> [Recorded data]
####################

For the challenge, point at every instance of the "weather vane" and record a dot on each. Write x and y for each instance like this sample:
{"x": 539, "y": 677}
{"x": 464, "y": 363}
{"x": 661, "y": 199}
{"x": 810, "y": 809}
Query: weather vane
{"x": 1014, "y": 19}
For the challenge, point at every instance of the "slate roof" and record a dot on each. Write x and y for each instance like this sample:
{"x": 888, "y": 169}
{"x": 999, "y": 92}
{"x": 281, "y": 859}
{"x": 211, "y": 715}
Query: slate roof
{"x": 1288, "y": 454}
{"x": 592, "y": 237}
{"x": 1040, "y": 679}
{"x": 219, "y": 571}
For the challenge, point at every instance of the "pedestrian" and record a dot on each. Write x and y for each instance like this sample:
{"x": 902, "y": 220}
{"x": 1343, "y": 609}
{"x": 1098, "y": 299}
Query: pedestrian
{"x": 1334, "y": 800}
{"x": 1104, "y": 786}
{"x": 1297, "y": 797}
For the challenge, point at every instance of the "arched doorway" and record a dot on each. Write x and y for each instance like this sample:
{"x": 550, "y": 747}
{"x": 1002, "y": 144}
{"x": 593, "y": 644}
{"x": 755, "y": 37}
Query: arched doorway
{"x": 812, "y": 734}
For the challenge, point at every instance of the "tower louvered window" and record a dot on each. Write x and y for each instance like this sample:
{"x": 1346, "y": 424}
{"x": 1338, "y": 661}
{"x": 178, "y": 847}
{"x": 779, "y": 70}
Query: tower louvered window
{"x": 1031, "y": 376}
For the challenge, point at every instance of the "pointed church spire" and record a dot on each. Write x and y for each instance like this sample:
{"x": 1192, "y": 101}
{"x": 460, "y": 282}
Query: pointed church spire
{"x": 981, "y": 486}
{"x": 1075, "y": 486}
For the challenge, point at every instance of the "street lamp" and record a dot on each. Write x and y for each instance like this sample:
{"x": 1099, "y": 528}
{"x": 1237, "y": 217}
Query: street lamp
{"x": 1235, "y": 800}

####################

> [Exercise details] Produce an exact copy of every entry above.

> [Correct output]
For the challenge, point at every instance of the "weather vane" and record a dot on each. Write x and y for each instance like this sample:
{"x": 539, "y": 677}
{"x": 464, "y": 363}
{"x": 661, "y": 199}
{"x": 810, "y": 809}
Query: weather vane
{"x": 1014, "y": 19}
For the challenge, point at every instance of the "slate roof" and record a dot on each. Write x and y for each instance like this sample:
{"x": 888, "y": 169}
{"x": 999, "y": 92}
{"x": 281, "y": 859}
{"x": 211, "y": 715}
Query: slate roof
{"x": 1288, "y": 454}
{"x": 592, "y": 237}
{"x": 1040, "y": 679}
{"x": 219, "y": 571}
For the challenge, point at every instance of the "pedestrian" and record a dot on each. Write x and y for each instance like this sample:
{"x": 902, "y": 220}
{"x": 1343, "y": 609}
{"x": 1098, "y": 299}
Query: pedestrian
{"x": 1334, "y": 800}
{"x": 1104, "y": 786}
{"x": 1297, "y": 797}
For the challenge, point at every instance of the "arched doorway" and record a dot on each. Write x and y for each instance like this sample:
{"x": 550, "y": 747}
{"x": 1002, "y": 144}
{"x": 593, "y": 644}
{"x": 755, "y": 37}
Query: arched doorway
{"x": 812, "y": 734}
For the challenge, point at every instance of the "tower louvered window" and record a dot on each. Write x and y for each instance like this sample:
{"x": 1346, "y": 424}
{"x": 1338, "y": 661}
{"x": 178, "y": 847}
{"x": 779, "y": 70}
Query: tower louvered window
{"x": 1031, "y": 376}
For the challenge, point at every instance of the "pointed church spire" and record a dot on each. Write x and y for each instance like this sample:
{"x": 1192, "y": 101}
{"x": 460, "y": 282}
Query: pointed church spire
{"x": 981, "y": 486}
{"x": 1075, "y": 486}
For the challenge, point at every instance of the "street lamp" and record a dot on each. Write x and y for each instance like this sample:
{"x": 1099, "y": 528}
{"x": 1237, "y": 217}
Query: street lamp
{"x": 1235, "y": 800}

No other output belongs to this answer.